Records from a dataset

▼

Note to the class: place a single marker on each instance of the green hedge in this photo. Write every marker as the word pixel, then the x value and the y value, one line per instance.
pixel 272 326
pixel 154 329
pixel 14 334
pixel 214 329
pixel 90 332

▲

### CHALLENGE
Repeat every line of the records above verbatim.

### PROBLEM SOLUTION
Note to the class: place a single marker on each instance of the green hedge in this photo. Write every marker as the word pixel, then the x value and the y value, one line per instance.
pixel 272 326
pixel 154 329
pixel 14 334
pixel 214 329
pixel 90 332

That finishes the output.